Data items
#####

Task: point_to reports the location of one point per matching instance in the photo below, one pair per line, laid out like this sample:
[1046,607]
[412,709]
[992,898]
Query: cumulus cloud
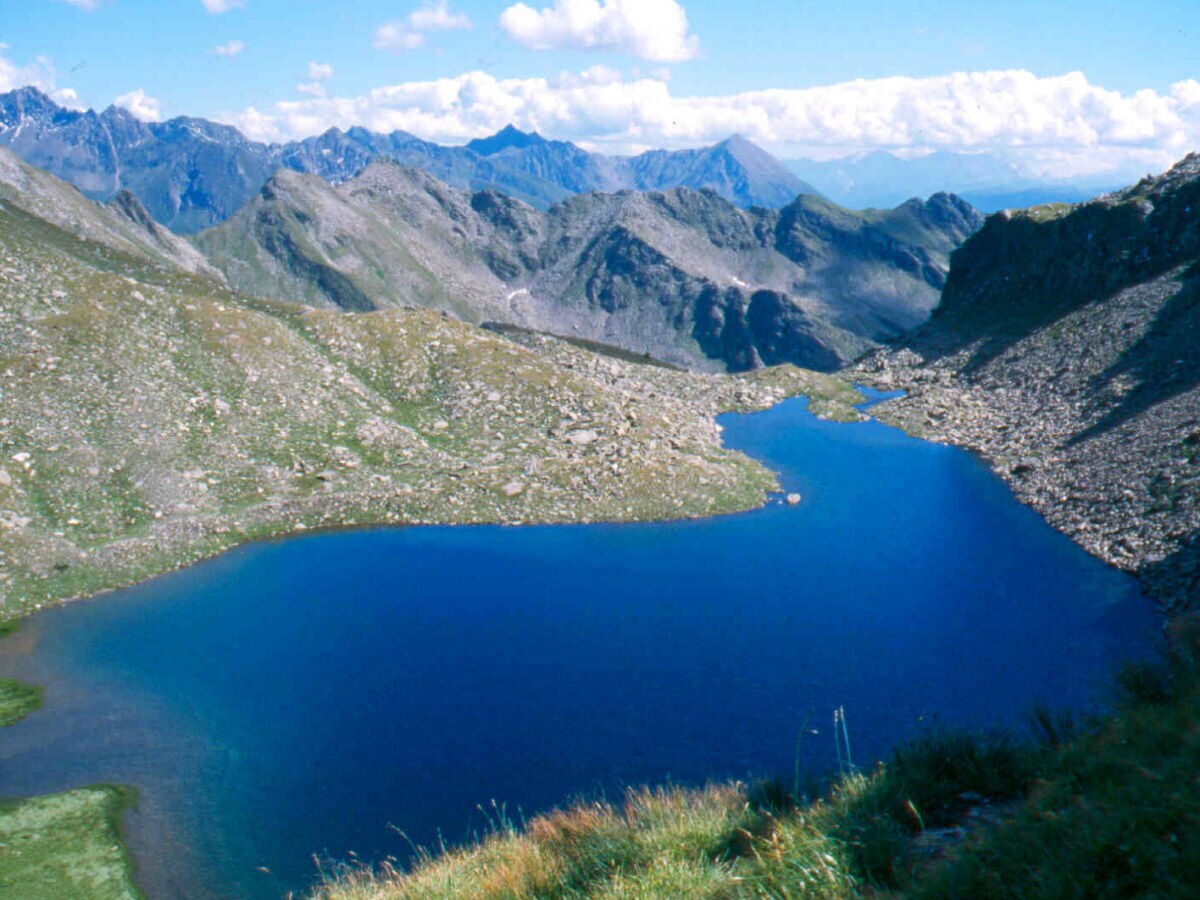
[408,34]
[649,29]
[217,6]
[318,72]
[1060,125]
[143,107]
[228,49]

#####

→ **WHAT YOU ARE ASKED TO DO**:
All that is needed is an exact copy of the entries above, minus the pictures.

→ **RESULT BELOW**:
Task: point_to reports the location of one point per matching instance in the photo below, one pair per line, laid out like this sample:
[1046,607]
[412,709]
[992,898]
Query: cumulus cloud
[408,34]
[649,29]
[217,6]
[318,72]
[1060,125]
[143,107]
[228,49]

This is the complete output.